● **EXCERPT**
────

I remember watching Star Trek when I was younger and whenever someone felt ill on the show they would receive an injection from the doctor and be miraculously healed. I always wondered if we would actually get to that point one day.
Here we are in 2018, still using the same methods of healing that we used to from the 1950s. We still use invasive surgery, where we have to cut someone open to remove or fix whatever is wrong on the inside, then using a needle and thread, we sew them back up leaving a nasty scar that could cause more problems in the future.
Does anyone else out there think that this is kind of an archaic technology? Cutting up and digging around the inside of a body, accidentally leaving scalpels and instruments behind to be found by x-ray later?
Sure the medical technology has been getting better, but to me it seems like a very slow crawl forward. When computers first came out they were barely more than a novelty, it seems that every year computers get about four times better than they were the year before. Now we can hold them in our hands and they react to everything in our environment.

────

● **TRY IT**
Pick up the post about the slow progress of medical technology after its last sentence and keep writing it.

● **INFORMATION SHOWN**
────

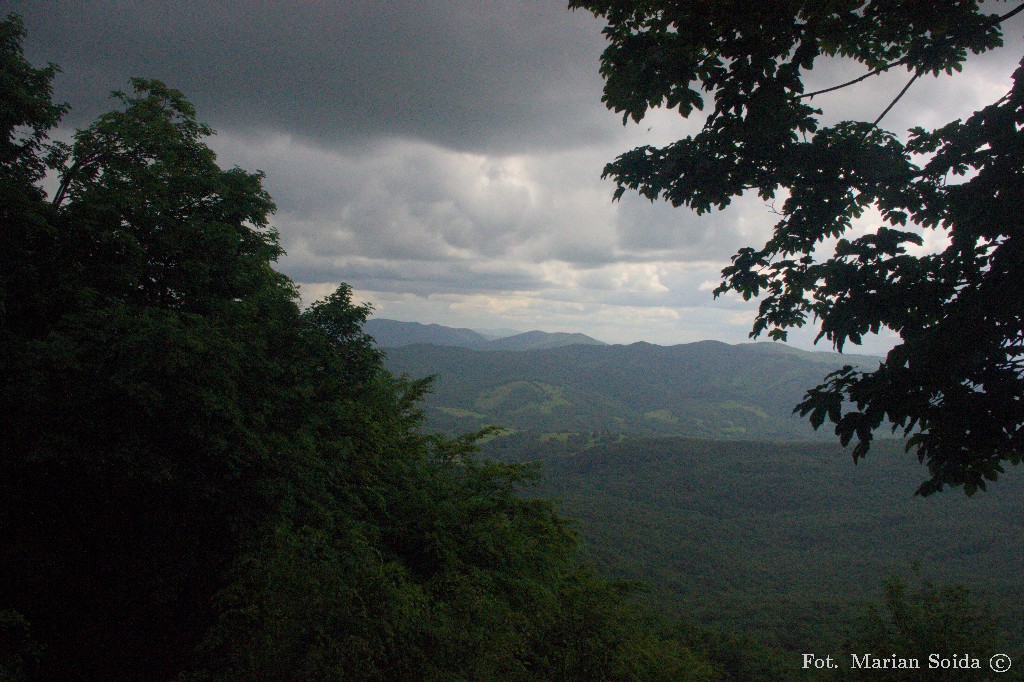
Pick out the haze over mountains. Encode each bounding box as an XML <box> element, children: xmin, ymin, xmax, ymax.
<box><xmin>366</xmin><ymin>321</ymin><xmax>877</xmax><ymax>439</ymax></box>
<box><xmin>364</xmin><ymin>318</ymin><xmax>606</xmax><ymax>350</ymax></box>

────

● **WRITTEN ANSWER**
It seems to me that hospitals are stuck in the past, and do not advance at the same rate as everything else. If you go into a government building like the court house or passport offices, they usually have new everything, from chairs to computers, windows and lighting. If you have entered a hospital lately, everywhere you look has a yellow aged tinge to it. Especially if it's an older hospital.
I'm hoping for nanotechnology pills that have programmed bacteria that finds diseases and eradicates them, or biological robots that can go inside and repair damage on the cellular level, it would be able to unclog arteries and mend tears from the inside, when it's done its job it sits dormant inside of you waiting for the next instructions or exits your body through the colon.
But maybe I watched too much Star Trek and I'm going to have to live with what we have.